À compléter
• a. Répondez aux questions suivantes d'après l'extrait :
(i) À quelle altitude se trouve le pied de la barre de séracs où la progression a buté ?
(ii) À quelle altitude et à quel camp la voie normale est-elle rejointe ?
(iii) Que préparait-on avec le petit réchaud à chaque moment d'épuisement ?
• b. Reproduisez fidèlement le passage de l'extrait qui va de « Après, c'est direction le » jusqu'à « pendant l'ascension ? » inclus.

Extrait proposé
○ ○ ○
Comment s’est passée l’acclimatation, nécessaire pour supporter les conditions à ces altitudes ?

"J’ai été amené à faire quelques camps intermédiaires. Au fur et à mesure, je remontais ma tente, mon sac de couchage et tout mon bazar un peu plus haut. J'ai buté à 6 600 mètres au pied d'une gigantesque barre de séracs [des blocs issus du glacier, qui présentent un risque de chute, ndlr]. C’est un peu sur un éperon, donc les avalanches passent un coup à gauche, un coup à droite. A partir de là, il faut faire la fameuse traversée Messner qui traverse sous cette gigantesque barre de séracs. Ça dure à peine dix minutes, mais c'est la barrière de séracs la plus abominable qui soit. […] Elle est vraiment imposante et on se fait tout petit. Je ne voulais la traverser qu'une seule fois, donc je me suis acclimaté plusieurs fois - six fois pour être exact - jusqu'à 6 600 mètres. Mais au-delà, je ne voulais pas traverser à plusieurs reprises cet endroit dangereux. Donc je l'ai fait qu'une seule fois, le jour de l'Ascension."

Après, c'est direction le sommet ?

"Après, c'est direction la voie normale que je rejoins à 8 000 mètres, au niveau du camp 4. En gros c'est 3 000 mètres hors des sentiers battus et ensuite je finis par l'itinéraire classique que je rejoins, malheureusement, derrière les sherpas népalais et leurs clients. C’est un peu prétentieux parce que j'étais content de retrouver une trace. Parce que j'en ai vraiment bavé […]. Mais, quelque part, intimement, j'aurais trouvé ça super élégant de faire la trace jusqu'en haut."

Vous avez douté, pendant l'ascension ?

"A un moment donné, au milieu de la Cesen à 7 500 m, je me dis : "Ah, c'est une bonne idée d'aller chercher la bonne neige à gauche, ça sera moins fatigant et moins scabreux que le rocher." Je perds des heures à faire un aller-retour, j'ai de la neige jusqu'au nombril, je fais la limace, je n'avance plus à rien. Je reviens sur mes pas. Je rejoins le rocher et là je me dis : "Mince, il faut que je continue sur cette arrête effilée technique recouverte de neige..." Et là, il y a un petit moment de doute. Mais j'ai tellement envie et je me fais tellement plaisir…

C'est le plaisir qui m'a fait avancer et qui a complètement occulté la souffrance. Je n'ai pas souffert, j'étais bien et j'ai pris énormément de plaisir. Chaque fois que j'étais épuisé, j'avais un petit réchaud, je me suis fait du thé sucré… C'est mon Côte-Rôtie, ça !"

Au sommet, la suite du projet, c’est la redescente en parapente. Un vol inédit avant ce jour : avec Benjamin Védrines quelques heures plus tôt, puis Liv Sansoz et Bernard Roche en biplace, vous réalisez une première. Vous nous le racontez ?
○ ○ ○
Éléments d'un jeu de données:
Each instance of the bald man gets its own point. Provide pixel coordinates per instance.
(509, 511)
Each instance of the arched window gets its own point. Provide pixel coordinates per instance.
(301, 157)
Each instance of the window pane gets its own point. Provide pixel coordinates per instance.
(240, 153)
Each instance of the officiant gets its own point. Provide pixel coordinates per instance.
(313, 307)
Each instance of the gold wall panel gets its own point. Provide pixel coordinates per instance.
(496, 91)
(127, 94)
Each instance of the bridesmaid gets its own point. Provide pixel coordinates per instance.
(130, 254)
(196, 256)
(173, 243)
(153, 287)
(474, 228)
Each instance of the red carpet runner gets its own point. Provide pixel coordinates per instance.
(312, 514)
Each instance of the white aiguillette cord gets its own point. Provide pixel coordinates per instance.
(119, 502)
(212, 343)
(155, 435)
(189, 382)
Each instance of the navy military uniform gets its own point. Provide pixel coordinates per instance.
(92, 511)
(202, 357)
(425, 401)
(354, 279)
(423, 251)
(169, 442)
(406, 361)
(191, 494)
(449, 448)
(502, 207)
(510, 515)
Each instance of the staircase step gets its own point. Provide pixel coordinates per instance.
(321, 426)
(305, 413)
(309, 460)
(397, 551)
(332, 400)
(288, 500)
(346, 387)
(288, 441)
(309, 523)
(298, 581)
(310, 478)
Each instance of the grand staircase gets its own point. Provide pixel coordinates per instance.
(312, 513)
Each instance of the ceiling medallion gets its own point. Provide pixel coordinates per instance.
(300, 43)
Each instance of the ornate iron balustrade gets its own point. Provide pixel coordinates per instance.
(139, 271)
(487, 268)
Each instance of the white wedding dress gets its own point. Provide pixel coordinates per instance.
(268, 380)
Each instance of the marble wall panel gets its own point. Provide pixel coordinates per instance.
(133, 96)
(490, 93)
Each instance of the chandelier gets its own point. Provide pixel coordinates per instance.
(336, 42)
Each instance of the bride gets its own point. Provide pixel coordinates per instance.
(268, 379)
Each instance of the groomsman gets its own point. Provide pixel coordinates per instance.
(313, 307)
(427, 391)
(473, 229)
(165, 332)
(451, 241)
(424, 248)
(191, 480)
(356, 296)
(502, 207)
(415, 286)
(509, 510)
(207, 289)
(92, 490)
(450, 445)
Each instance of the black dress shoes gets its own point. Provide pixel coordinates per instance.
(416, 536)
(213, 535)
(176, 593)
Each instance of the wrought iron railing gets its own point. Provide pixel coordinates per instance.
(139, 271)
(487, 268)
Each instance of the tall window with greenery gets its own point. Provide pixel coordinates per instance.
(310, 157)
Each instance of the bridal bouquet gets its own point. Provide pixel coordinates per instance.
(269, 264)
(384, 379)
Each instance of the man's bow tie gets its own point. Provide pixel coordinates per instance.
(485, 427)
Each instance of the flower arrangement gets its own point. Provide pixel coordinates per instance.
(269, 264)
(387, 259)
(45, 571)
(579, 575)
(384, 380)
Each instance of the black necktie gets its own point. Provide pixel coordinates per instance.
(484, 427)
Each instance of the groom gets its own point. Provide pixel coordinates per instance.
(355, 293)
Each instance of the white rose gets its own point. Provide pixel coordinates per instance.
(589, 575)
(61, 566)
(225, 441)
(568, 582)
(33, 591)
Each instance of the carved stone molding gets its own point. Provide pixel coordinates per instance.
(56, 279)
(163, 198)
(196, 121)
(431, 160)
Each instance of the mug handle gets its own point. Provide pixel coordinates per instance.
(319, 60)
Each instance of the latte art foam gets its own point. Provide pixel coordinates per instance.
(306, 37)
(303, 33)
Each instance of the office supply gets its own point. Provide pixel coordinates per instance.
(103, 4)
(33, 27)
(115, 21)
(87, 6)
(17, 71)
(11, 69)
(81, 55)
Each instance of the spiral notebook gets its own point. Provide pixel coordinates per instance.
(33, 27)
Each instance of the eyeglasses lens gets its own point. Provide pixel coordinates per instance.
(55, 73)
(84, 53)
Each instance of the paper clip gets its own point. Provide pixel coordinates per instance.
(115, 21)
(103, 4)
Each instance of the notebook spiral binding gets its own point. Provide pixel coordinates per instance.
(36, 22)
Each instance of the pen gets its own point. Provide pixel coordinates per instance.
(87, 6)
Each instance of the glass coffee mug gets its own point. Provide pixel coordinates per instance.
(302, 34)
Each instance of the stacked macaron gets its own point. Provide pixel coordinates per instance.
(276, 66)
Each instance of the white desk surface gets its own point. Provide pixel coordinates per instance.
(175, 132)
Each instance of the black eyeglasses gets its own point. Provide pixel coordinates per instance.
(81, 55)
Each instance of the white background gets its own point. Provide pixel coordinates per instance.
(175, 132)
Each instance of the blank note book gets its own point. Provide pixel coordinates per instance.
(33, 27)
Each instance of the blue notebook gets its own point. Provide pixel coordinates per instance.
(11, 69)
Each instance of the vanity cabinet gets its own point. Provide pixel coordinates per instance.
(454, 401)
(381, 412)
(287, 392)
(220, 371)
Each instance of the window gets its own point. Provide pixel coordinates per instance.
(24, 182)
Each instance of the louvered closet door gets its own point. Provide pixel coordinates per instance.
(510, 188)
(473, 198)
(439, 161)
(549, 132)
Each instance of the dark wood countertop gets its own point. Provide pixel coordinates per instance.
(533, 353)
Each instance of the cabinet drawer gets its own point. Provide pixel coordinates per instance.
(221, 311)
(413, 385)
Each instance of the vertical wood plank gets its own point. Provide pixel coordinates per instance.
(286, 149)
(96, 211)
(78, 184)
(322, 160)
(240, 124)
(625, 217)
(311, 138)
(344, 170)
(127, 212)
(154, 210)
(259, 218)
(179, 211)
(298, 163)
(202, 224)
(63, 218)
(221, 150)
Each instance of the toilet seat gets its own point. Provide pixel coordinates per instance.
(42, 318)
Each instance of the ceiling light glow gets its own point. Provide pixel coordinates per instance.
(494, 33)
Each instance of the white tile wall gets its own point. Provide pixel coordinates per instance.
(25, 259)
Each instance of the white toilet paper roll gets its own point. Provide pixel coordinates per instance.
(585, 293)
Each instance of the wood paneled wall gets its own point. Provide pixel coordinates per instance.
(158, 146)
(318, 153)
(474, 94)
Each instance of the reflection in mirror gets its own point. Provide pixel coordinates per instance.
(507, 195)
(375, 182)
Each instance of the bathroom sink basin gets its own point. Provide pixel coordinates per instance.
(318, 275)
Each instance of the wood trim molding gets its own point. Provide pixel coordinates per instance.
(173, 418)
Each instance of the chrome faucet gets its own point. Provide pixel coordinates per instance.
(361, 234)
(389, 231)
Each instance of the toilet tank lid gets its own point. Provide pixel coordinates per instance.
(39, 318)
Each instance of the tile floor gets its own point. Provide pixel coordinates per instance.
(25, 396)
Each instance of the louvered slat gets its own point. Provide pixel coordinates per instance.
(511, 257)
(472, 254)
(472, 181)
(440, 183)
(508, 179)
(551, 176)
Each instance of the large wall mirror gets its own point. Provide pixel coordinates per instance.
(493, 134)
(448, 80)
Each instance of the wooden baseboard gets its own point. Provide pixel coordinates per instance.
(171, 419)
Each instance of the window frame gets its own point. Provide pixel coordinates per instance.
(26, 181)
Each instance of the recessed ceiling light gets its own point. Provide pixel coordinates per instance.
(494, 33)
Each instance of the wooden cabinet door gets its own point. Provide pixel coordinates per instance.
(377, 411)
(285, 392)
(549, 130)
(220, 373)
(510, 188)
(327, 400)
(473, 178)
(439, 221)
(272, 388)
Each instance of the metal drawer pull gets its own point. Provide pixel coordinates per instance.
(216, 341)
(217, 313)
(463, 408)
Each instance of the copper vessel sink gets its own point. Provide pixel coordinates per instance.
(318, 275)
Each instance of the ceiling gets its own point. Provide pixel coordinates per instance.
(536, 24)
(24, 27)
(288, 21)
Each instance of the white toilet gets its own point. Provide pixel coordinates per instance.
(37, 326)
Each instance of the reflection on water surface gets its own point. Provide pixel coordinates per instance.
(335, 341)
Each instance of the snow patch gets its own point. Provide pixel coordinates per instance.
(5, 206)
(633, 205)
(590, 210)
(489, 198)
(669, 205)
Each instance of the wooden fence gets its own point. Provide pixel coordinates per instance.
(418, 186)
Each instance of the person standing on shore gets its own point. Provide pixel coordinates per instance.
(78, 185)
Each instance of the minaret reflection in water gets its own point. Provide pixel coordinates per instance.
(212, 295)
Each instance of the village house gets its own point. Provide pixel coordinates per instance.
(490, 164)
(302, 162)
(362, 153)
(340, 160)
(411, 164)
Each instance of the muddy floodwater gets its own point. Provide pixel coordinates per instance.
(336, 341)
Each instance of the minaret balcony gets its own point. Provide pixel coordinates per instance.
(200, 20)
○ ○ ○
Réponses par consigne
• a.
(i) À 6 600 mètres.
(ii) À 8 000 mètres, au niveau du camp 4.
(iii) Du thé sucré.

• b.
Après, c'est direction le sommet ?

"Après, c'est direction la voie normale que je rejoins à 8 000 mètres, au niveau du camp 4. En gros c'est 3 000 mètres hors des sentiers battus et ensuite je finis par l'itinéraire classique que je rejoins, malheureusement, derrière les sherpas népalais et leurs clients. C’est un peu prétentieux parce que j'étais content de retrouver une trace. Parce que j'en ai vraiment bavé […]. Mais, quelque part, intimement, j'aurais trouvé ça super élégant de faire la trace jusqu'en haut."

Vous avez douté, pendant l'ascension ?